• Goal
Please copy the material below word for word, from its beginning through the line that contains "[220,123,423,279]", with that line included. Leave the pictures out of your copy.

• Data to use
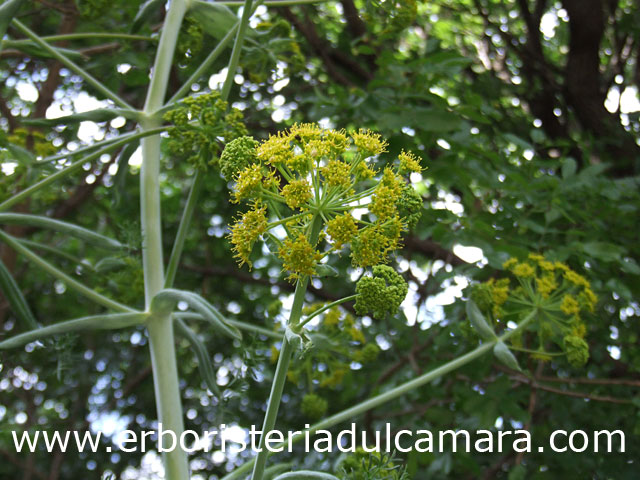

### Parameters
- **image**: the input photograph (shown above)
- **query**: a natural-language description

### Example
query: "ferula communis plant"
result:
[220,124,422,479]
[0,0,596,480]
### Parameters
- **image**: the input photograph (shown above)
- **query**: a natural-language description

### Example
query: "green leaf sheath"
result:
[175,318,220,396]
[273,470,340,480]
[150,288,242,340]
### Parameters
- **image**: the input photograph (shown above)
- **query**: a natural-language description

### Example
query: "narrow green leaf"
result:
[0,0,24,52]
[173,312,282,340]
[0,213,125,250]
[0,258,40,330]
[262,463,293,480]
[284,327,303,350]
[0,139,36,166]
[175,318,221,396]
[18,238,95,270]
[0,229,135,313]
[22,108,140,127]
[188,1,244,40]
[151,288,242,340]
[493,340,522,372]
[0,312,149,350]
[466,299,496,340]
[7,42,87,60]
[273,470,340,480]
[130,0,164,32]
[113,142,140,206]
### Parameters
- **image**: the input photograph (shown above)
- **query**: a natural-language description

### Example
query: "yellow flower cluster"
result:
[278,233,322,279]
[471,253,597,366]
[220,123,423,279]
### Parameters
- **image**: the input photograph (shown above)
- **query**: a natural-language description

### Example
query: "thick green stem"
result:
[165,0,261,288]
[222,310,538,480]
[251,216,322,480]
[221,0,253,100]
[140,0,189,480]
[300,295,358,326]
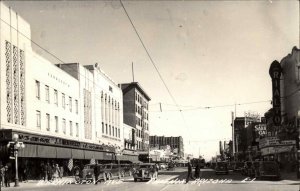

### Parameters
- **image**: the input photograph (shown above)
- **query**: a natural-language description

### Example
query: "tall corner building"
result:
[119,82,151,151]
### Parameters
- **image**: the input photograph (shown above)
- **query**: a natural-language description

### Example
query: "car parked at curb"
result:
[133,163,155,182]
[215,162,229,174]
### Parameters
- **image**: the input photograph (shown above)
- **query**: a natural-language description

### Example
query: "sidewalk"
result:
[1,176,75,191]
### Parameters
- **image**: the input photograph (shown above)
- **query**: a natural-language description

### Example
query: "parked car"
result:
[133,163,155,182]
[233,162,244,172]
[215,162,229,174]
[256,161,280,179]
[159,163,167,170]
[241,161,254,176]
[75,164,124,182]
[79,164,106,183]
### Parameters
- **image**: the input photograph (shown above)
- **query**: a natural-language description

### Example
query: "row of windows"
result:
[102,123,121,138]
[35,80,78,114]
[36,110,79,137]
[135,92,148,110]
[135,105,149,120]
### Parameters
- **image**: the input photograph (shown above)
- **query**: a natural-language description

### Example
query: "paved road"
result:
[2,168,299,191]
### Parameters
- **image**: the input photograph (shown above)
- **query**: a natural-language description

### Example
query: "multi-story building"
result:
[119,82,151,151]
[0,2,124,177]
[259,47,300,171]
[150,135,184,158]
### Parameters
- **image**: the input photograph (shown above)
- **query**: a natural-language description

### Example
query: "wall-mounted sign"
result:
[269,60,282,126]
[254,124,267,136]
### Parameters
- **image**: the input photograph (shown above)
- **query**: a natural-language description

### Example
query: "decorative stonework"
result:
[5,41,12,123]
[20,50,26,126]
[13,46,20,124]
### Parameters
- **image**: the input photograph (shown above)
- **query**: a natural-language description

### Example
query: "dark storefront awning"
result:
[18,144,38,157]
[56,147,72,159]
[94,151,103,160]
[84,151,95,159]
[37,145,56,158]
[72,149,84,159]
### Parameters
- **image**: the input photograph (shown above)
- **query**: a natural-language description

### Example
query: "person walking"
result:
[94,162,99,185]
[4,165,10,187]
[154,163,159,180]
[52,164,60,180]
[185,162,195,184]
[194,163,200,178]
[0,165,5,187]
[46,163,52,181]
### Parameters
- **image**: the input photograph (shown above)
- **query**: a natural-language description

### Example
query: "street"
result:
[2,168,299,191]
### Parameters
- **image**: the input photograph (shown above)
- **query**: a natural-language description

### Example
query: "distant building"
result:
[259,47,300,171]
[150,135,184,158]
[0,2,124,178]
[119,82,151,151]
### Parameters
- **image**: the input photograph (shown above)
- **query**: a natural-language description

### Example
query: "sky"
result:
[5,0,300,160]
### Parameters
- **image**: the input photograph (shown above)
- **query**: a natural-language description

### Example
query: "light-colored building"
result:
[119,82,151,151]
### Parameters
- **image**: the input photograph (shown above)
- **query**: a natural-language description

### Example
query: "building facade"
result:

• Result of this task
### Parameters
- **image**: the input photograph (shown above)
- **query**: a natural-language description

### Example
query: "ferula communis plant"
result:
[220,124,422,479]
[0,0,596,480]
### Parameters
- **image**: the input photograph (shown above)
- **query**: a natural-language description

### Example
query: "green leaf sheath"
result:
[175,318,220,396]
[273,470,340,480]
[150,288,242,340]
### Parameters
- **image**: the input photograph (shown above)
- **query**: a natural-language description

### Example
query: "narrow green leaf"
result:
[0,0,24,52]
[173,312,282,340]
[0,213,125,250]
[0,258,40,330]
[262,463,293,480]
[284,327,303,350]
[0,139,36,166]
[175,318,221,396]
[18,238,95,270]
[0,229,135,313]
[22,108,140,127]
[188,1,244,40]
[151,288,242,340]
[493,340,522,372]
[0,312,149,350]
[466,299,496,340]
[7,42,87,60]
[273,470,340,480]
[130,0,164,32]
[113,142,140,206]
### Parameters
- **image**: the input photograph (shown above)
- **query**: a natural-language description

### Example
query: "yellow flower cluster"
result:
[278,233,322,279]
[471,253,597,366]
[220,123,423,279]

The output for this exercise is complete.